Records excerpted from a collection:
++++++
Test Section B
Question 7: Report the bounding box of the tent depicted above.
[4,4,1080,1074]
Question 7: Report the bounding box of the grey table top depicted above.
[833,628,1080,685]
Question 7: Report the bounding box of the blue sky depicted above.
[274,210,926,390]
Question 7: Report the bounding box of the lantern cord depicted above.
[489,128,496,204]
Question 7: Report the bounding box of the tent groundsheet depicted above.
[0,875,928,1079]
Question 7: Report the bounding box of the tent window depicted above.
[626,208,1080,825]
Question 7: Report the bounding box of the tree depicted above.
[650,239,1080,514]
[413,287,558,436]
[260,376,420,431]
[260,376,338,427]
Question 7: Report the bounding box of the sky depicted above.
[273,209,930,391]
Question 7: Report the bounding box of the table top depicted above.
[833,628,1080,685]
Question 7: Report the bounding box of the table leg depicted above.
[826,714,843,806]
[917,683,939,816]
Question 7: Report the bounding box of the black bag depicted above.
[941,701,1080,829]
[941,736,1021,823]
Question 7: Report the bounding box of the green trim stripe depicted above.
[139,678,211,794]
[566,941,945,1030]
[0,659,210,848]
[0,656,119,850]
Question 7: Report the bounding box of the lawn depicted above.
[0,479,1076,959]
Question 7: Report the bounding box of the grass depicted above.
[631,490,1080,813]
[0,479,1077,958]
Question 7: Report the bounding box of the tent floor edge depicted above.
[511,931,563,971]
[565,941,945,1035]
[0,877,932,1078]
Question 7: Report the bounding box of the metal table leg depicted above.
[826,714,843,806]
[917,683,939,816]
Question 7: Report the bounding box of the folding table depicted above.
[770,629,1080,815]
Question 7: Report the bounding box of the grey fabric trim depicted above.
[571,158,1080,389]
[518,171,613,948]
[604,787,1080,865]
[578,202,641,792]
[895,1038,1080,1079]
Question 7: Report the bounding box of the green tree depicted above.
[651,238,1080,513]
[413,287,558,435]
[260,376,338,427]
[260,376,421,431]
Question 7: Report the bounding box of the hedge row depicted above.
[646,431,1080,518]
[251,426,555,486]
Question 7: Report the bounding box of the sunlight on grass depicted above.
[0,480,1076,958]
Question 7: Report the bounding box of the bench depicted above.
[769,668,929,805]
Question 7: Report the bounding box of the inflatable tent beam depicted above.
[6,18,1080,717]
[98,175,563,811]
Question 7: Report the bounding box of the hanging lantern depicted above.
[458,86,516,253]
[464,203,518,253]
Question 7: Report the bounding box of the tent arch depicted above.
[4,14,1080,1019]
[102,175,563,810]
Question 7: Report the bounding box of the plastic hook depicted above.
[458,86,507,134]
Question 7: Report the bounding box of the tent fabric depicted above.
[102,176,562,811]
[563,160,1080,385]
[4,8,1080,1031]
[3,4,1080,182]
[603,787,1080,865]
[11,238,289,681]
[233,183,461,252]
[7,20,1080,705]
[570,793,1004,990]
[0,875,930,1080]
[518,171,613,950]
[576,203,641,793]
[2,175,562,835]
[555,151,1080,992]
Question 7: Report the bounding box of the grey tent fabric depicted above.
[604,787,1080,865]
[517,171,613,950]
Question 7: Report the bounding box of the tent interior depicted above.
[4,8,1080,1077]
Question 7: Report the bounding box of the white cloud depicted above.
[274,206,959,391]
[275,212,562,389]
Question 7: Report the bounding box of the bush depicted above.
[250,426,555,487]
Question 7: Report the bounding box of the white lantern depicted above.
++++++
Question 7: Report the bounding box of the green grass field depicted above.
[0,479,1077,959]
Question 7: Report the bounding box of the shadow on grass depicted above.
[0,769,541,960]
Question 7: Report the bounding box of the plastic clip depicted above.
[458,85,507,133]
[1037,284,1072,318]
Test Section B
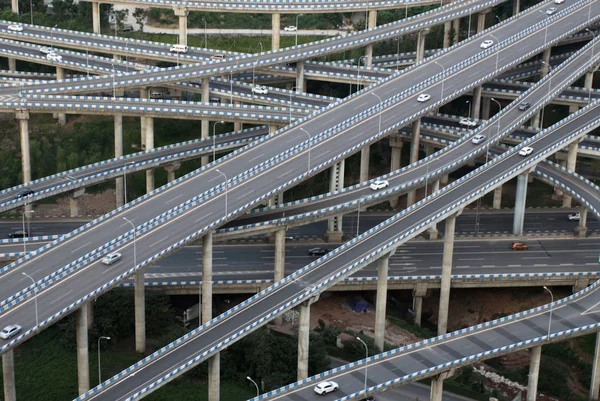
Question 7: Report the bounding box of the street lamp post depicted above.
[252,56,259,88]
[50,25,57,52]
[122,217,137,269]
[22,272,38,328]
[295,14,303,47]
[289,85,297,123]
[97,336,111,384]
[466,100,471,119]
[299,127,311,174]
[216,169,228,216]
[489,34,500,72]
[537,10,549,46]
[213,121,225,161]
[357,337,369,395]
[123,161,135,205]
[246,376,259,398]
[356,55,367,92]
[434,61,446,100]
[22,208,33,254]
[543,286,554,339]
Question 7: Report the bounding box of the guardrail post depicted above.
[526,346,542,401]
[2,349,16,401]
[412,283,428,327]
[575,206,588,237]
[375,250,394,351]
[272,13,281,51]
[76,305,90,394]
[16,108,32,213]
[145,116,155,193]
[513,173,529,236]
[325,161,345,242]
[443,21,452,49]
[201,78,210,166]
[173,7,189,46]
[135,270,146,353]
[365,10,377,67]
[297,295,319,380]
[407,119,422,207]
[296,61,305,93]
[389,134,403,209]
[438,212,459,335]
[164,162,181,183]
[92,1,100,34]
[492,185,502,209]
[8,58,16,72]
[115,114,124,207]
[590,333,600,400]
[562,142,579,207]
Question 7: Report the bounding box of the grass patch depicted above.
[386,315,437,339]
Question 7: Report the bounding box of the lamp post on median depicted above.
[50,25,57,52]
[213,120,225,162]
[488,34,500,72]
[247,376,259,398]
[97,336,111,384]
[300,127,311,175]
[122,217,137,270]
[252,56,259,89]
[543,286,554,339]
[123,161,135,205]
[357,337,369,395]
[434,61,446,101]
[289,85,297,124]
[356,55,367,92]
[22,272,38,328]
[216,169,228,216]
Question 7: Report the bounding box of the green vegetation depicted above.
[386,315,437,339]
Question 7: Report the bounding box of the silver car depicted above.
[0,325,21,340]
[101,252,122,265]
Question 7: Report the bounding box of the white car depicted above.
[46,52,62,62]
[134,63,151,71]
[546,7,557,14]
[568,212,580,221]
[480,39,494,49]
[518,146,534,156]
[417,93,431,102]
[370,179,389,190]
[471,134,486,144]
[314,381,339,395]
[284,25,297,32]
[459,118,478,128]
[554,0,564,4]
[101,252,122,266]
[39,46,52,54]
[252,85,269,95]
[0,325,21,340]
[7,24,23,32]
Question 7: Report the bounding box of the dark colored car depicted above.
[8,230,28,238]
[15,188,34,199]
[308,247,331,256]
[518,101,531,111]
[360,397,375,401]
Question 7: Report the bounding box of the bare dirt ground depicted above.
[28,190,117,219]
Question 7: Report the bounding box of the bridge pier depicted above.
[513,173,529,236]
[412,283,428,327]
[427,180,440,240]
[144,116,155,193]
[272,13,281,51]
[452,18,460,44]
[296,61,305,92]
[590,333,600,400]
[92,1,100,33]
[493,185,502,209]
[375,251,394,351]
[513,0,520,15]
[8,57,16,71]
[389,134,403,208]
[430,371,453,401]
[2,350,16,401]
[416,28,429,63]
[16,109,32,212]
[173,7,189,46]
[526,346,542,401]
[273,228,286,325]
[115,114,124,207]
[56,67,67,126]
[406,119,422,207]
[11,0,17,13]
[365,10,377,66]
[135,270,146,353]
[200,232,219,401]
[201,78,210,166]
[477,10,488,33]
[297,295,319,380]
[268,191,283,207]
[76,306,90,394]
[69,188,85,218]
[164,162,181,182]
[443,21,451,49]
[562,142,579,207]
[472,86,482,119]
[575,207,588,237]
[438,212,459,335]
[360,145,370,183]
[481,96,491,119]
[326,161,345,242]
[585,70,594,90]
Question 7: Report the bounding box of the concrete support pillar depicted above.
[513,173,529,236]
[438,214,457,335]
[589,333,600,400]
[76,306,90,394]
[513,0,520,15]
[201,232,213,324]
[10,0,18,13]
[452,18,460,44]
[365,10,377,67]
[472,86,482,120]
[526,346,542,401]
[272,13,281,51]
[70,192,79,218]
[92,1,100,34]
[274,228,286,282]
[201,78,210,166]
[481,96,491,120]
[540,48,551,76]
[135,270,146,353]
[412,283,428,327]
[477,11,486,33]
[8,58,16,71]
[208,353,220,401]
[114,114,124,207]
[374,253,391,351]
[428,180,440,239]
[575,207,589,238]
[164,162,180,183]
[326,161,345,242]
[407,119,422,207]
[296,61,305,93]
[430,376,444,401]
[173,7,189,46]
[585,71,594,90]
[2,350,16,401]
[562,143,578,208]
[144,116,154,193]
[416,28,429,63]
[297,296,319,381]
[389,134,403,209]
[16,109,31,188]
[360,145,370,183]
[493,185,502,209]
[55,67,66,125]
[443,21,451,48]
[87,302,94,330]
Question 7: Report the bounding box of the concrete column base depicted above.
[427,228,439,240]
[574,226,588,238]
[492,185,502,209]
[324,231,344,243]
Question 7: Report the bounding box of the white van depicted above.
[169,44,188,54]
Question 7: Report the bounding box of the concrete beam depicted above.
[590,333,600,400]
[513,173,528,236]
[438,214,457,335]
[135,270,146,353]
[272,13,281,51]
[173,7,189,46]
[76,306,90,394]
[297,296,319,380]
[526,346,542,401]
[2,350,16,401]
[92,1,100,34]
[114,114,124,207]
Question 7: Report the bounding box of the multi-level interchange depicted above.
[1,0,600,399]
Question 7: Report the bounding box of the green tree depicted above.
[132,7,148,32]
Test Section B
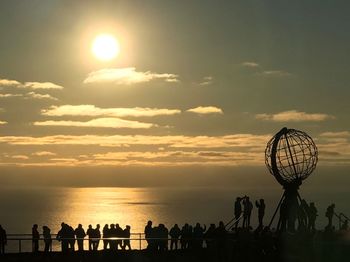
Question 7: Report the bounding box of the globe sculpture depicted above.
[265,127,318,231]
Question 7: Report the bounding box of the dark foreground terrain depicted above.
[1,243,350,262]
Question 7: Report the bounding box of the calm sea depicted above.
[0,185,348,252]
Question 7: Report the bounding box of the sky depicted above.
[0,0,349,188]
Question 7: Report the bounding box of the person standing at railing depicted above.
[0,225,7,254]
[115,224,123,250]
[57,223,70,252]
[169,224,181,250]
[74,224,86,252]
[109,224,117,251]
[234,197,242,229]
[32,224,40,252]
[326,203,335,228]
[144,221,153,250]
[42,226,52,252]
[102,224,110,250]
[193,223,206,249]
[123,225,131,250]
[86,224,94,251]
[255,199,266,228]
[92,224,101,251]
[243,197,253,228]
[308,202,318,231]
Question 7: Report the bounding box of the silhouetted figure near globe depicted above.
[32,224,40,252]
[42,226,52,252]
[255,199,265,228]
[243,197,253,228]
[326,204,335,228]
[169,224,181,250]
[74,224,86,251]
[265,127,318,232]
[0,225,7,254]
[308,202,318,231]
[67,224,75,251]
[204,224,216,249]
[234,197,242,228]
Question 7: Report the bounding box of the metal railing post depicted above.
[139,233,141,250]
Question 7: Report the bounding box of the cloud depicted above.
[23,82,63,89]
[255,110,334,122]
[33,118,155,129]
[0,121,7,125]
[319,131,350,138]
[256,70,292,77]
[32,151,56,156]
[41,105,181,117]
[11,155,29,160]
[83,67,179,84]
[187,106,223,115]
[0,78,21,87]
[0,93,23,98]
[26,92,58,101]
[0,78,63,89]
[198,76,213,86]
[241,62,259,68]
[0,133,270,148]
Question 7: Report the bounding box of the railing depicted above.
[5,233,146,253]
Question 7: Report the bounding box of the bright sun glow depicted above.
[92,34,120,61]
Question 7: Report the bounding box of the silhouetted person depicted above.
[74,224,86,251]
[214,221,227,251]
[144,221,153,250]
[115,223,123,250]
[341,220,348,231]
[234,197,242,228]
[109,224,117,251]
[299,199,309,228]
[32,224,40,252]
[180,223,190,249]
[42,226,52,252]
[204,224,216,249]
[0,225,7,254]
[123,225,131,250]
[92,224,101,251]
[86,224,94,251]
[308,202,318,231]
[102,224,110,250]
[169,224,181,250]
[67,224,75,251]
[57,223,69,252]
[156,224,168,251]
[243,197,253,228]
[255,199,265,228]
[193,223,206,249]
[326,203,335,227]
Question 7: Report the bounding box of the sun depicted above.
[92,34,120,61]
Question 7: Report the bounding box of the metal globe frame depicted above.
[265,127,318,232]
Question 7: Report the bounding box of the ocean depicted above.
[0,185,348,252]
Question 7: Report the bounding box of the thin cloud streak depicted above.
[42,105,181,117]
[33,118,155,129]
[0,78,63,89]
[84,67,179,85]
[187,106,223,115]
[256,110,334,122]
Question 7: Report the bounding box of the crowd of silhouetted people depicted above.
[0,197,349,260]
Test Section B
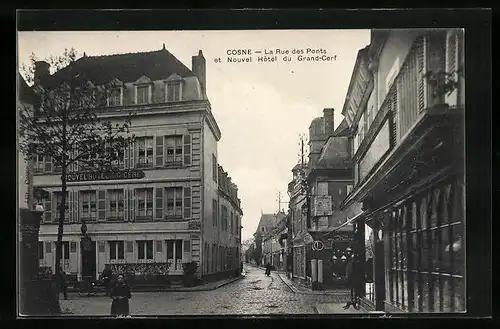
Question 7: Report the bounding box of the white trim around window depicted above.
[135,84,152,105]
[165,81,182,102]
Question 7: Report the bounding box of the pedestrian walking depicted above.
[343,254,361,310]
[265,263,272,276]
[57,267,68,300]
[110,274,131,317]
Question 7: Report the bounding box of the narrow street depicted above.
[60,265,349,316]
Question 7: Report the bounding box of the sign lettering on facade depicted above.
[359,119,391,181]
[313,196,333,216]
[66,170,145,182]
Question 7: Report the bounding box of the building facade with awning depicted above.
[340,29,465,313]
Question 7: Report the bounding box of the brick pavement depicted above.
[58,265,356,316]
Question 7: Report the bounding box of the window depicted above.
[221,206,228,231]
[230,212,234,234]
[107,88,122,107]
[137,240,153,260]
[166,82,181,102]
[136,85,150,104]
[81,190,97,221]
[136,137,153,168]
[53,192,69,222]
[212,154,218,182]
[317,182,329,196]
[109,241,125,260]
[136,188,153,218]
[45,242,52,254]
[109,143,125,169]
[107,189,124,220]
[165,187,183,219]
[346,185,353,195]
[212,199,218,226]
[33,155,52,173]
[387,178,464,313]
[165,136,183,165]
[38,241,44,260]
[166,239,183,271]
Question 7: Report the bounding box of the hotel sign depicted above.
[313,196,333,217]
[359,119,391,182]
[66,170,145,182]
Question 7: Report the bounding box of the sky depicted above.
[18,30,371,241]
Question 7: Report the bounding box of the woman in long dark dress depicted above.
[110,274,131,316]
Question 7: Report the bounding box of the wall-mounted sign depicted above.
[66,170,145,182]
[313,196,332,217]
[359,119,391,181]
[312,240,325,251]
++++++
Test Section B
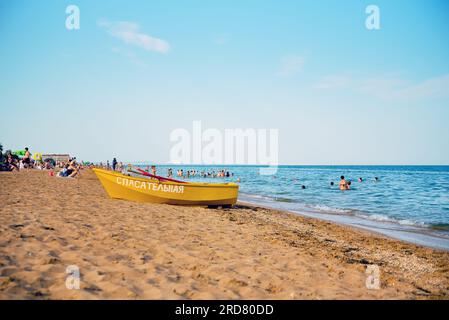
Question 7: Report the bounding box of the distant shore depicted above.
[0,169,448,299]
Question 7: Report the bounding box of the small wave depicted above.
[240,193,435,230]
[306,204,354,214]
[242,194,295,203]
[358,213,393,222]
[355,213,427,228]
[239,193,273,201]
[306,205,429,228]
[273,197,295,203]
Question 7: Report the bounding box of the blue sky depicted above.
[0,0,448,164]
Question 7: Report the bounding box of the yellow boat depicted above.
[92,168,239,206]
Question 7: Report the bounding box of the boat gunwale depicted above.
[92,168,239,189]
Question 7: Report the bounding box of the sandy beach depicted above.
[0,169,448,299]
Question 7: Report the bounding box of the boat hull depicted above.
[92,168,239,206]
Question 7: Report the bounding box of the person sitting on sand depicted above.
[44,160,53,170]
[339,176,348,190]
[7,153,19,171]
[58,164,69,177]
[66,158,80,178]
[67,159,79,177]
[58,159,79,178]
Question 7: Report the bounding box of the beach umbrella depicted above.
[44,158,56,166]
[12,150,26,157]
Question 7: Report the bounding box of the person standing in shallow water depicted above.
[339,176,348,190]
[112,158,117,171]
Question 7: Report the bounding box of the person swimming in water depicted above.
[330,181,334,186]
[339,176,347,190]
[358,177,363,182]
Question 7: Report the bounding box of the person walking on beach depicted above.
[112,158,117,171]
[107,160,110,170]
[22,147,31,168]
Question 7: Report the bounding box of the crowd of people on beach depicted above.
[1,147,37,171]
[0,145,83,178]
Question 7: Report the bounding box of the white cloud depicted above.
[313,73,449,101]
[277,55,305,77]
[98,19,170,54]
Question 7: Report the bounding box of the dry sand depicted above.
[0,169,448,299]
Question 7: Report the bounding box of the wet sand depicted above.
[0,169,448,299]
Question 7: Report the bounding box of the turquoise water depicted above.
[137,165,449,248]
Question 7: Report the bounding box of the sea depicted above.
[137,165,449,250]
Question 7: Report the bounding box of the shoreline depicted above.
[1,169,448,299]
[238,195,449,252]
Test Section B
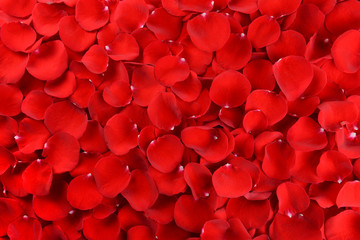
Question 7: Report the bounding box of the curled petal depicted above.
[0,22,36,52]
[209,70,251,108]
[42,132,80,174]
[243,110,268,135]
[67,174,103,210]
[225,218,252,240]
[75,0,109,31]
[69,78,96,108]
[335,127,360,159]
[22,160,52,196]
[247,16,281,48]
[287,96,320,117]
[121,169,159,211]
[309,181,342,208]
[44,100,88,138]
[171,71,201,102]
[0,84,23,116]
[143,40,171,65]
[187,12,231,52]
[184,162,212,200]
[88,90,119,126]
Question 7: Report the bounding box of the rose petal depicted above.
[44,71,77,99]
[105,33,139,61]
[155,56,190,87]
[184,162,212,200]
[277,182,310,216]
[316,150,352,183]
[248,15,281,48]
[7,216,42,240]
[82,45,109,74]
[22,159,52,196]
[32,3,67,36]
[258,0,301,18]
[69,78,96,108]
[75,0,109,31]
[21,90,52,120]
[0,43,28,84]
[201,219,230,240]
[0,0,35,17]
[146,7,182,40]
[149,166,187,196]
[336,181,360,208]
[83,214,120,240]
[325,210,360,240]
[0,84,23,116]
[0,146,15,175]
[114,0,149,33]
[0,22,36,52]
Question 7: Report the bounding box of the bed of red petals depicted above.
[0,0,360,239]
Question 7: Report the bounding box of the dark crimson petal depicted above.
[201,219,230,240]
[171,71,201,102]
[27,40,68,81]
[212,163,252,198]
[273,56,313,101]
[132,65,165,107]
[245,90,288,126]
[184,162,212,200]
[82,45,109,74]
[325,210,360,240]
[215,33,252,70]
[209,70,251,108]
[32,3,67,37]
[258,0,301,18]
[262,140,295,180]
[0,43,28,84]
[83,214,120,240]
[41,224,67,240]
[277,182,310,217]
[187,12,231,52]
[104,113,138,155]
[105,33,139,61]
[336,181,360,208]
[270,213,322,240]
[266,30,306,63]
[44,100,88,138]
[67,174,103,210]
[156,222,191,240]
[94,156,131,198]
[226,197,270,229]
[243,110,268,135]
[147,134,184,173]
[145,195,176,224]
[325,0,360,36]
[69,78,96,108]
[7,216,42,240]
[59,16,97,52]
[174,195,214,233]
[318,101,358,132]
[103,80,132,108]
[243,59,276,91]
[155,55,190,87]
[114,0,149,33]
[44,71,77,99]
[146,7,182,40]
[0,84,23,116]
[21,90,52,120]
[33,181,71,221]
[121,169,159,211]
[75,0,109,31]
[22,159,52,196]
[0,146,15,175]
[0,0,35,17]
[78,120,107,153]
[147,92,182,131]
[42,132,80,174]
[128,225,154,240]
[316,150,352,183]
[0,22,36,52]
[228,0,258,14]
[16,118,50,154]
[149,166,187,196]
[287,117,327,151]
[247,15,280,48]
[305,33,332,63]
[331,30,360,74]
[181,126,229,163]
++++++
» YOUR GOAL: Your reply is to repeat, unchanged, the lines above running from the one with "Question 7: Report the bounding box of the tent fabric" up to and including the one with "Question 7: Report the bounding box of the white lantern".

» TASK RESULT:
Question 7: Report the bounding box of the tent fabric depicted above.
[102,176,562,811]
[563,160,1080,385]
[4,8,1080,1031]
[3,4,1080,182]
[603,787,1080,865]
[11,238,289,681]
[233,183,461,252]
[7,20,1080,705]
[570,793,1004,990]
[0,875,930,1080]
[518,171,613,950]
[576,203,641,793]
[2,175,562,835]
[555,151,1080,992]
Question 7: Report the bounding box of the grey tent fabric depicted above.
[604,787,1080,865]
[517,171,613,950]
Question 7: Report the bounding box of the tent interior depicted above.
[4,8,1080,1077]
Question 7: Report the bounding box of the white cloud depicted above.
[274,206,959,391]
[275,212,562,389]
Question 7: Report the bounding box of the bush depicted above.
[250,426,555,487]
Question 7: Report the bounding box of the white lantern depicted above.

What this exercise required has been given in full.